## Your instructions
Count how many lines in the records below contain the string "paving". Case counts. Reply with the number alone.

## Data supplied

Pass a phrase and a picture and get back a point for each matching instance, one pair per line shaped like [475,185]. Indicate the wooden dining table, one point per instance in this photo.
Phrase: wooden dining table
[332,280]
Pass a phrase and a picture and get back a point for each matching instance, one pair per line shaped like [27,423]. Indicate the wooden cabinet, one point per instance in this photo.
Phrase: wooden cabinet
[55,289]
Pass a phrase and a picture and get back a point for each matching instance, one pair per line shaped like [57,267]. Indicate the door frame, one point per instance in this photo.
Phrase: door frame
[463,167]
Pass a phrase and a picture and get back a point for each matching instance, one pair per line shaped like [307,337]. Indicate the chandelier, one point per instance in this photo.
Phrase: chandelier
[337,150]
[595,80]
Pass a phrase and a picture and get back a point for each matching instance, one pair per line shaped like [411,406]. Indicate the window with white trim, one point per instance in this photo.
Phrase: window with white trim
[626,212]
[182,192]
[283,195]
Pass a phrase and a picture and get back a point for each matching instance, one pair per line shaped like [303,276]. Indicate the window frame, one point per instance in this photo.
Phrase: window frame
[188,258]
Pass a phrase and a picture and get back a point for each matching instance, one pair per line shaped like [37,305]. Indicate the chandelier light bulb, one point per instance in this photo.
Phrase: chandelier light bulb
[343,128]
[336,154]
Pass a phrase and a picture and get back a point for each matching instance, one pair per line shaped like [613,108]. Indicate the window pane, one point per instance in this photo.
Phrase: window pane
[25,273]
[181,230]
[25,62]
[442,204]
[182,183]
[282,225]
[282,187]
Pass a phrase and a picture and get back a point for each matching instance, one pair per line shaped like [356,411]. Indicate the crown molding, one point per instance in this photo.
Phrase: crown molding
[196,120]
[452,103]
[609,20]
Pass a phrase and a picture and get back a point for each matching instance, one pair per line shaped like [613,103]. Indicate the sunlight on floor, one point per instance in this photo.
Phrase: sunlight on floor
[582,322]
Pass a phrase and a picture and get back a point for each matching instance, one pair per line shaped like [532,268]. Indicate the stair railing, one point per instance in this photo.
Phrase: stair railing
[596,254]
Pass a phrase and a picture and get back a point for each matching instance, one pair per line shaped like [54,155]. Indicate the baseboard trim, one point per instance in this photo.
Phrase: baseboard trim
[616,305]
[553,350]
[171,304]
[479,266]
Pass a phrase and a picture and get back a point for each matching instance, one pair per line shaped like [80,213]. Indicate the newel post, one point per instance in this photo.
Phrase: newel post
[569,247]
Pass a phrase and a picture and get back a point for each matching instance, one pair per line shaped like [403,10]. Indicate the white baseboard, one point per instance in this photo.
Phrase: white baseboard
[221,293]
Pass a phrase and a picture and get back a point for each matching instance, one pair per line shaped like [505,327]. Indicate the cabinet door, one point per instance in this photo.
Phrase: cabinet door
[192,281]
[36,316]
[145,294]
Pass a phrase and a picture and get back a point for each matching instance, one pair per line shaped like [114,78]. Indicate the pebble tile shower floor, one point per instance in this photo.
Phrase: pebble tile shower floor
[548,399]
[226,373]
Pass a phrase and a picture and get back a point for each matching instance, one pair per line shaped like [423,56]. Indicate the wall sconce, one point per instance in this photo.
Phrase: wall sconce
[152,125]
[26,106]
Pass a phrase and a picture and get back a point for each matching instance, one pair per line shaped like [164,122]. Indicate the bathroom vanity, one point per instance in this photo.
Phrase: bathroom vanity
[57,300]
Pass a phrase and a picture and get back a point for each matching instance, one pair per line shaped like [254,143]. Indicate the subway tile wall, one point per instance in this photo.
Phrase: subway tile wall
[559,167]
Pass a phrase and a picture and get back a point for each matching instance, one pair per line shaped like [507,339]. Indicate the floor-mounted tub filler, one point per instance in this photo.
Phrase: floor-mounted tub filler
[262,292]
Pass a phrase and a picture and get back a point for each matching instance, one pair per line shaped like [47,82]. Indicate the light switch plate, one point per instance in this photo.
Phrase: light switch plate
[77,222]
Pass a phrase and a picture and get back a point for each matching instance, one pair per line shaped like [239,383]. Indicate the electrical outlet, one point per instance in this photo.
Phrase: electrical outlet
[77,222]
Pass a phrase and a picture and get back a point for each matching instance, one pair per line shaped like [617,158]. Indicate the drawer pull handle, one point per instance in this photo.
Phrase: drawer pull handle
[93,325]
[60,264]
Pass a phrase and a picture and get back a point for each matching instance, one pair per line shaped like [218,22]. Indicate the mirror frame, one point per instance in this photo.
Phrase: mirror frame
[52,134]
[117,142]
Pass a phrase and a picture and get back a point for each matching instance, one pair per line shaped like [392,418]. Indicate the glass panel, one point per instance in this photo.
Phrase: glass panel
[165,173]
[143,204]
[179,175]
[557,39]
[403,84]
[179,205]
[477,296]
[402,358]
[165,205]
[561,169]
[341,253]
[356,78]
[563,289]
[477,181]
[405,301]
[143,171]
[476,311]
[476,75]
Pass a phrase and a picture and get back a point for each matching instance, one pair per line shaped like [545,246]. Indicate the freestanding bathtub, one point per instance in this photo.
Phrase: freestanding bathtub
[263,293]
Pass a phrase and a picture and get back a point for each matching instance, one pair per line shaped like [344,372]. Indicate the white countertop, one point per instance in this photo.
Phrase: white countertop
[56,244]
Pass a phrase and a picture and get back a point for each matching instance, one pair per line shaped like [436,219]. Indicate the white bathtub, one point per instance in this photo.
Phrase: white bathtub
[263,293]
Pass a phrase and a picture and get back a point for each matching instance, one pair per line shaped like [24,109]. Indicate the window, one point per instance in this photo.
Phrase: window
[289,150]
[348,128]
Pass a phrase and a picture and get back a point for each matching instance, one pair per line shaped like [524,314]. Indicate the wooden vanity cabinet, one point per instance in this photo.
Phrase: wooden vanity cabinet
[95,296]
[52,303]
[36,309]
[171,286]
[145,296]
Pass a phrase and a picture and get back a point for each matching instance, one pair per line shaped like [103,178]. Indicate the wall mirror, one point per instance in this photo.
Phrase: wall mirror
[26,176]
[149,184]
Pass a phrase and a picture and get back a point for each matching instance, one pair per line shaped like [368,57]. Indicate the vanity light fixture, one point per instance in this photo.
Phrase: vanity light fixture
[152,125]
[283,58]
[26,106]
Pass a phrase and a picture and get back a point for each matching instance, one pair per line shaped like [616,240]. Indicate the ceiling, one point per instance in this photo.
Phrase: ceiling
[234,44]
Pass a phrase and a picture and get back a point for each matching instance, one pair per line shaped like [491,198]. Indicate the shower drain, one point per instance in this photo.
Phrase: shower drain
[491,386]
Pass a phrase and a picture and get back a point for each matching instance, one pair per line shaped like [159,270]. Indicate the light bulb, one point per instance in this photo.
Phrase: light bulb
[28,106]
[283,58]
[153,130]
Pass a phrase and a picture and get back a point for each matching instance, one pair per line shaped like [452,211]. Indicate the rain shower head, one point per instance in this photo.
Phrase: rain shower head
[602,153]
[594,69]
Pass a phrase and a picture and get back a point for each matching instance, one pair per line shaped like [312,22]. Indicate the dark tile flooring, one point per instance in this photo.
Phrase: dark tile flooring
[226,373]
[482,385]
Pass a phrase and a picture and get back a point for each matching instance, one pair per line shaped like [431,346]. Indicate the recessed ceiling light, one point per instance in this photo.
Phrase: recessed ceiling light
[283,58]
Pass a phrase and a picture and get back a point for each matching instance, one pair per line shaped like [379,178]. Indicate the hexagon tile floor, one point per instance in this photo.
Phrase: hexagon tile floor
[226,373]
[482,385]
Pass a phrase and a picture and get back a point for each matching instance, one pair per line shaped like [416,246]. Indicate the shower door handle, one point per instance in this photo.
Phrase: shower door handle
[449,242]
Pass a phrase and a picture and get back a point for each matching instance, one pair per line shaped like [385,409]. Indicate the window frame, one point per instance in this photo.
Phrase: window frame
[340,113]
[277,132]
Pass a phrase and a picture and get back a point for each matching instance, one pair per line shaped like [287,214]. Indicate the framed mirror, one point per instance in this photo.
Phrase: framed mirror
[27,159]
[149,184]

==

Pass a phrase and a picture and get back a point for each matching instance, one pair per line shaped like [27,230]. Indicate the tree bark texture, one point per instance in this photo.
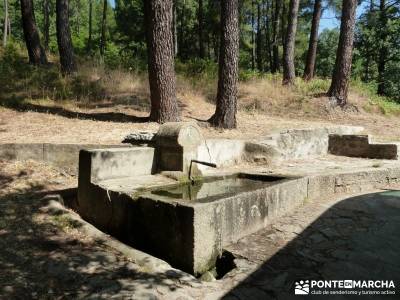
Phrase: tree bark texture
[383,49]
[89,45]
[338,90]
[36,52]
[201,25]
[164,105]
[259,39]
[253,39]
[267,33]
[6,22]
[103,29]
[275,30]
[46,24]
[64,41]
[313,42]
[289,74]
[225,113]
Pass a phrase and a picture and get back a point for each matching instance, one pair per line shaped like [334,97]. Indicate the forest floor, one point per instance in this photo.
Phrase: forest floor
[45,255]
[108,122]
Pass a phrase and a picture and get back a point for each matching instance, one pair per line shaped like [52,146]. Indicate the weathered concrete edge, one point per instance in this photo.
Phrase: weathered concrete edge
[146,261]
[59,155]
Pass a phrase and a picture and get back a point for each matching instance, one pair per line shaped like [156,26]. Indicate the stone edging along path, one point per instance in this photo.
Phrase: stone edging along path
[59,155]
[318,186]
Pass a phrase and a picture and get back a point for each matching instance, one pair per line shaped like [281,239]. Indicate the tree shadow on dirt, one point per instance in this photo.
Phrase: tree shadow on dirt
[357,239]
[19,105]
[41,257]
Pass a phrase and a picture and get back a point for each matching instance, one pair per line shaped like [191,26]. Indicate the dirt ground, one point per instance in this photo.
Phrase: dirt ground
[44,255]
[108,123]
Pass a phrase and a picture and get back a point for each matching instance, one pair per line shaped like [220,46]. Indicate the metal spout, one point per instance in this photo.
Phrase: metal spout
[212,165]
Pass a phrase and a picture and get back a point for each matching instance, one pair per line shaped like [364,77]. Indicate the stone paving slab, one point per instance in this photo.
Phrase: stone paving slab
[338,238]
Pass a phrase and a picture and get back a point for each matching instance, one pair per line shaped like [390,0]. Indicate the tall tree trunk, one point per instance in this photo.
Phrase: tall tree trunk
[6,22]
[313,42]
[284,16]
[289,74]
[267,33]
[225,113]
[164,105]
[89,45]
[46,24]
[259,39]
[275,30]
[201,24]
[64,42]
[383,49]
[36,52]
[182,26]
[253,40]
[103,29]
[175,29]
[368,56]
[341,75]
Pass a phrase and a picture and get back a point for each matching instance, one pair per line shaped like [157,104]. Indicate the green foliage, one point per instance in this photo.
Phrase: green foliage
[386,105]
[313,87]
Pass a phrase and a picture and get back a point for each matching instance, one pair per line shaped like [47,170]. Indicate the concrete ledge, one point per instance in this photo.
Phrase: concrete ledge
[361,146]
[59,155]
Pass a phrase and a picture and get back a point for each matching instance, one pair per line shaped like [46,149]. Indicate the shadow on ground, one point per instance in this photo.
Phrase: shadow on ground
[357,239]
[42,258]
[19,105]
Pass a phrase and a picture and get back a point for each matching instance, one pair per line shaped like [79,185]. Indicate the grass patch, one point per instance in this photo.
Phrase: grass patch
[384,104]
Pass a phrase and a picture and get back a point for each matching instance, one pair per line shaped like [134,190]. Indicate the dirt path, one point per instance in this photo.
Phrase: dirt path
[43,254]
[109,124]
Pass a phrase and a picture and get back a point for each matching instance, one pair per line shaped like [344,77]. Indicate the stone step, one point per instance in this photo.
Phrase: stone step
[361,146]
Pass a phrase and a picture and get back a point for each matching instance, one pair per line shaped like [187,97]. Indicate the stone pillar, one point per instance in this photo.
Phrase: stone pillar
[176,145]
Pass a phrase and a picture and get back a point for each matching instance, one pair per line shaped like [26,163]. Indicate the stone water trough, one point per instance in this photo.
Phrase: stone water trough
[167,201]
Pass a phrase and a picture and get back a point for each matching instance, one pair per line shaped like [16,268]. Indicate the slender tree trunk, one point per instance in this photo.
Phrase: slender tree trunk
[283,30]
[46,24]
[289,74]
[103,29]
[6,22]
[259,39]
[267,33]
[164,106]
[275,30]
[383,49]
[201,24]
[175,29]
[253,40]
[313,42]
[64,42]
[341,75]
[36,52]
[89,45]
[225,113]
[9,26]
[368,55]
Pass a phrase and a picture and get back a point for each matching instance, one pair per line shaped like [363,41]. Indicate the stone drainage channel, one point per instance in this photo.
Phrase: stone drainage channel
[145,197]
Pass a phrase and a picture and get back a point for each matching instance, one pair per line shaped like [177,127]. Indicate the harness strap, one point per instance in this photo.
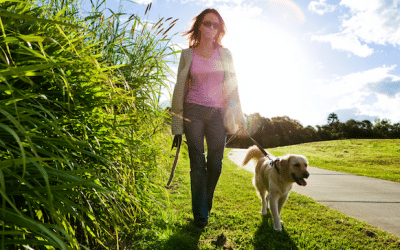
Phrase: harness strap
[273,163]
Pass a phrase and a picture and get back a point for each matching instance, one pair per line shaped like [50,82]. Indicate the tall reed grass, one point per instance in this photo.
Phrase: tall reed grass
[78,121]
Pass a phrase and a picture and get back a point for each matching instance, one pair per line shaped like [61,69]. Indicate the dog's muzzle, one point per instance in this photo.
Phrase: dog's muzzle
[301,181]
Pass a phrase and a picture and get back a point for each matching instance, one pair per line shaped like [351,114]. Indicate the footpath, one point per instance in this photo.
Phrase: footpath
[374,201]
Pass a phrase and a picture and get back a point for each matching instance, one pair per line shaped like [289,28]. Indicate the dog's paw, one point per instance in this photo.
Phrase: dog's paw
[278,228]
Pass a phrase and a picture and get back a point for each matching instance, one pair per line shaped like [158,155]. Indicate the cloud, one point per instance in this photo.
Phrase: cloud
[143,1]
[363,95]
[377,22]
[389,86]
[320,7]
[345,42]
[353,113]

## Solution to the exercise
2